- [Opdracht]
Geef voor elke bewering hieronder aan of die klopt met het fragment over de leaseovereenkomst met Dexia. Antwoord per bewering met ja of nee en citeer de beslissende woorden letterlijk uit het fragment.
(a) De dagvaarding dateert van 6 maart 2024.
(b) Dexia heeft een conclusie van dupliek in conventie en van repliek in reconventie ingediend.
(c) Leaseproces heeft de nietigheid van de overeenkomst ingeroepen bij een brief van 5 juli 2006.

- [Tekstgedeelte]
- - - - - - -
Partijen worden hierna [partij A] en Dexia genoemd.

1.De procedure

1.1.
Het verloop van de procedure blijkt uit:
  • de dagvaarding van 6 maart 2024;
  • incidentele conclusie ex artikel 843a Rv, tevens conclusie van antwoord in conventie en van eis in reconventie;
  • de conclusie van antwoord in het incident tevens conclusie van repliek in conventie en van antwoord in reconventie.
1.2.
Dexia heeft, hoewel daartoe in de gelegenheid gesteld, geen conclusie van dupliek in conventie en van repliek in reconventie ingediend.
1.3.
Ten slotte is partijen meegedeeld dat vonnis wordt gewezen.
Het geschil in de hoofdzaak

2.2. De feiten

2.1.
[partij A] heeft de volgende leaseovereenkomst ondertekend waarop zij als lessee stond vermeld, met als wederpartij (de rechtsvoorgangster van) Dexia:
Nr.
Contractnr.
Datum
Naam overeenkomst
I.
[contractnummer]
28-03-2001
Triple Effect Maandbetaling
2.2.
Dexia heeft met betrekking tot de overeenkomst een eindafrekening opgesteld met het volgende resultaat:
Nr.
Datum eindafrekening
Resultaat
Betaald
I.
12-12-2006
- € 3.245,14
Ja
2.3.
Volgens opgave van Dexia heeft [partij A] op grond van de overeenkomst – al dan niet bij wijze van vooruitbetaling – een bedrag van € 3.928,61 aan maandtermijnen en een bedrag van € 3.245,14 wegens restschuld aan Dexia betaald. Volgens die opgave heeft [partij A] – na verrekening – € 188,20 aan dividenden ontvangen en € 242,42 aan fiscaal voordeel genoten.
2.4.
De gemachtigde van [partij A] , Leaseproces, heeft bij brief van 5 juli 2006 de nietigheid, vernietiging, dan wel ontbinding van de overeenkomst ingeroepen op grond van misbruik van omstandigheden, wanprestatie, dwaling, onrechtmatige daad en/of misleidende reclame. Tevens wordt het recht voorbehouden daartoe ook andere gronden nog aan te voeren.

3.De vordering en het verweer in conventie, in reconventie en in het incident

3.1.
[partij A] vordert (samengevat) dat de kantonrechter bij vonnis, uitvoerbaar bij voorraad:
 voor recht zal verklaren dat Dexia onrechtmatig heeft gehandeld jegens [partij A] en/of toerekenbaar is tekort geschoten,
 voor recht zal verklaren dat [partij A] schade heeft geleden als gevolg van het onrechtmatig handelen van Dexia en Dexia gehouden is die schade te vergoeden,
 Dexia zal veroordelen tot voldoening aan [partij A] van al datgene dat [partij A] aan Dexia heeft betaald onder de overeenkomst, vermeerderd met de wettelijke rente daarover,
 Dexia zal veroordelen tot betaling van de buitengerechtelijke kosten van [partij A] , met rente,
 Dexia zal veroordelen in de proceskosten en de nakosten, met rente.
- - - - - - -
- [Gegevensrijen]

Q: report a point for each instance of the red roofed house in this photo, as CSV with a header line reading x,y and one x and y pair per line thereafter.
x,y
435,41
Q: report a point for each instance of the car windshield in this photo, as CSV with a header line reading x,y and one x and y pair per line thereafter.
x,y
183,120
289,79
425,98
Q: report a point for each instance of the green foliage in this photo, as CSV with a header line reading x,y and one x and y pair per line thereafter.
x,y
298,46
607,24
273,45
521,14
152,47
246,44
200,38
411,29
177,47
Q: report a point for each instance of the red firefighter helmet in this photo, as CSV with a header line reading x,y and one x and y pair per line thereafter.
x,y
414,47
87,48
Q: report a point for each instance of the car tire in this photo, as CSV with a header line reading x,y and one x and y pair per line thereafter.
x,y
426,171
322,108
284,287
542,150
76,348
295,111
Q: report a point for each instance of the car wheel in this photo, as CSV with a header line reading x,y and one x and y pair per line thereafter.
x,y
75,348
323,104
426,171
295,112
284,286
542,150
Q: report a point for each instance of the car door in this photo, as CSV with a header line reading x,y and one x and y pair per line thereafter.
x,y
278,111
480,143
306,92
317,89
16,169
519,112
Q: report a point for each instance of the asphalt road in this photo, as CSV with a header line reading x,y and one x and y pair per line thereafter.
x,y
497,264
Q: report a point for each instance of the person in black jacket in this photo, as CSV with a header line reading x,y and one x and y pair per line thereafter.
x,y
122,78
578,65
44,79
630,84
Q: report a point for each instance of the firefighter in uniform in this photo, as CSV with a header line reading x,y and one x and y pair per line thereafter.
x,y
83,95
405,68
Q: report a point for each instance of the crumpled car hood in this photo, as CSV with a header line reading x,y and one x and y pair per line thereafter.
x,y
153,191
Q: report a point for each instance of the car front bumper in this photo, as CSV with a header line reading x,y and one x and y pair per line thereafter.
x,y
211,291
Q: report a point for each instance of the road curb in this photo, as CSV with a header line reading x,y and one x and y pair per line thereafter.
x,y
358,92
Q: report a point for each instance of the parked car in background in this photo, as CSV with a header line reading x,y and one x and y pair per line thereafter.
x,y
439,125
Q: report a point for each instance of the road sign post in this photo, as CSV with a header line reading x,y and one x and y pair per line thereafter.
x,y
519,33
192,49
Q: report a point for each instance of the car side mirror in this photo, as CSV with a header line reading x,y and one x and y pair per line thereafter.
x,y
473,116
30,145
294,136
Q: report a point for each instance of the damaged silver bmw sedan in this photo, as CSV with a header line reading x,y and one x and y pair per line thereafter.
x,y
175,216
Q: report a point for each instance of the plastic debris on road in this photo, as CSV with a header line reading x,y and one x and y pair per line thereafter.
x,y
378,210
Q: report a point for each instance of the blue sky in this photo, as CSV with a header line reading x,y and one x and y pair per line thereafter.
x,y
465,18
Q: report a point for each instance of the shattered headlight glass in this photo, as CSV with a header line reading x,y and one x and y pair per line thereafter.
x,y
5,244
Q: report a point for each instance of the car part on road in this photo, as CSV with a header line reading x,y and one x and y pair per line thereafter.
- - - - - - -
- [Antwoord]
(a) Ja: "de dagvaarding van 6 maart 2024"
(b) Nee: "geen conclusie van dupliek in conventie en van repliek in reconventie ingediend"
(c) Ja: "heeft bij brief van 5 juli 2006 de nietigheid, vernietiging, dan wel ontbinding van de overeenkomst ingeroepen"